> _What the exercise asks_
Reproduce each of the items below line for line, omitting the picture.

> _Data for the task_
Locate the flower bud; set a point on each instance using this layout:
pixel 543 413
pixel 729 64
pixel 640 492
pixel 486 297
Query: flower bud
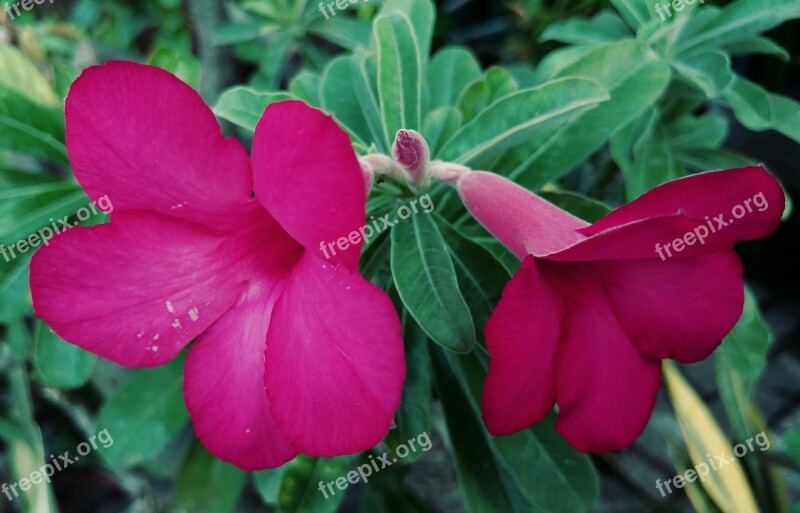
pixel 411 152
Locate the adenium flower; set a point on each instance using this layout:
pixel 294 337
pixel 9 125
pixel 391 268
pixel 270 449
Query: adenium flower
pixel 294 353
pixel 593 309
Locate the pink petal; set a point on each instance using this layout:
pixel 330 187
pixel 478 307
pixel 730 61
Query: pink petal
pixel 137 290
pixel 308 177
pixel 605 387
pixel 334 360
pixel 523 222
pixel 146 140
pixel 224 386
pixel 521 336
pixel 709 195
pixel 681 309
pixel 643 239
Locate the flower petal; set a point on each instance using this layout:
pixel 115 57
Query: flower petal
pixel 523 222
pixel 334 361
pixel 681 309
pixel 521 336
pixel 709 195
pixel 307 175
pixel 605 387
pixel 224 386
pixel 137 290
pixel 652 238
pixel 145 139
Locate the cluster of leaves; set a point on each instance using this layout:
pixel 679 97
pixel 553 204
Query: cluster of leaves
pixel 644 93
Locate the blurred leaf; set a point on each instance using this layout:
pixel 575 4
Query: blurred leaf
pixel 59 363
pixel 449 72
pixel 426 281
pixel 635 78
pixel 439 127
pixel 268 483
pixel 740 20
pixel 186 67
pixel 144 414
pixel 634 12
pixel 346 32
pixel 422 15
pixel 709 71
pixel 207 484
pixel 338 97
pixel 244 106
pixel 744 349
pixel 527 116
pixel 305 86
pixel 19 75
pixel 728 486
pixel 604 26
pixel 300 492
pixel 365 80
pixel 576 204
pixel 413 415
pixel 760 110
pixel 27 127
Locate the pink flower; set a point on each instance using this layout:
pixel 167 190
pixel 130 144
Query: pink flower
pixel 294 353
pixel 593 309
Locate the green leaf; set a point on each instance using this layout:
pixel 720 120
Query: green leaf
pixel 758 45
pixel 184 66
pixel 426 281
pixel 348 33
pixel 642 152
pixel 399 75
pixel 709 71
pixel 299 491
pixel 439 127
pixel 59 363
pixel 745 348
pixel 760 110
pixel 207 484
pixel 365 79
pixel 635 78
pixel 449 72
pixel 268 483
pixel 19 75
pixel 481 276
pixel 338 97
pixel 634 12
pixel 305 86
pixel 604 26
pixel 740 20
pixel 244 106
pixel 528 116
pixel 421 14
pixel 144 414
pixel 413 415
pixel 588 209
pixel 485 485
pixel 532 470
pixel 28 127
pixel 496 83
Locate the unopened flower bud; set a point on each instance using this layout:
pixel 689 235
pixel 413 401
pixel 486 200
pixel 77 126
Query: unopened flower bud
pixel 411 152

> _The answer_
Locate the flower bud; set a point on each instance using this layout:
pixel 543 413
pixel 729 64
pixel 640 492
pixel 486 297
Query: flower bud
pixel 411 152
Locate the adenium flower; set a point on each instance using this layout:
pixel 294 337
pixel 9 125
pixel 391 268
pixel 270 449
Query: adenium flower
pixel 294 353
pixel 593 309
Locate the pink petal; set a point on each instance using this layout:
pixel 330 187
pixel 478 307
pixel 730 61
Query: pink petal
pixel 137 290
pixel 308 177
pixel 605 387
pixel 334 360
pixel 523 222
pixel 146 140
pixel 224 386
pixel 521 336
pixel 709 195
pixel 681 309
pixel 643 239
Locate the flower petal; set a point on each instance using this layout:
pixel 115 57
Query: flower petal
pixel 523 222
pixel 334 361
pixel 681 309
pixel 521 336
pixel 709 195
pixel 307 175
pixel 605 387
pixel 224 386
pixel 137 290
pixel 652 238
pixel 145 139
Locate the cluster of leaves; set a point on each instance using this layout:
pixel 679 97
pixel 553 204
Query: cluster of leaves
pixel 644 93
Locate the blurred leaf; set a point on each instance using this layout:
pixel 575 4
Query: blurred leaf
pixel 59 363
pixel 449 72
pixel 426 281
pixel 635 78
pixel 439 127
pixel 268 483
pixel 740 20
pixel 186 67
pixel 144 414
pixel 634 12
pixel 346 32
pixel 422 15
pixel 709 71
pixel 207 484
pixel 338 97
pixel 244 106
pixel 744 349
pixel 527 116
pixel 305 86
pixel 19 75
pixel 728 486
pixel 604 26
pixel 300 492
pixel 365 80
pixel 576 204
pixel 413 415
pixel 760 110
pixel 27 127
Locate the pink flower; set a point on each instance using this layout:
pixel 167 190
pixel 130 144
Query: pink flower
pixel 294 353
pixel 593 309
Locate the green leaf; set a point on each instance using this layout:
pixel 720 120
Query: green leaf
pixel 758 45
pixel 184 66
pixel 426 281
pixel 348 33
pixel 642 152
pixel 399 75
pixel 709 71
pixel 299 491
pixel 439 127
pixel 59 363
pixel 745 348
pixel 760 110
pixel 207 484
pixel 365 79
pixel 635 78
pixel 449 72
pixel 268 483
pixel 19 75
pixel 481 276
pixel 338 97
pixel 634 12
pixel 305 86
pixel 604 26
pixel 740 20
pixel 244 106
pixel 528 116
pixel 421 14
pixel 144 414
pixel 413 415
pixel 588 209
pixel 485 485
pixel 532 470
pixel 28 127
pixel 496 83
Locate the unopened flower bud; set a point on each instance using this layout:
pixel 689 235
pixel 413 401
pixel 486 200
pixel 77 126
Query: unopened flower bud
pixel 411 152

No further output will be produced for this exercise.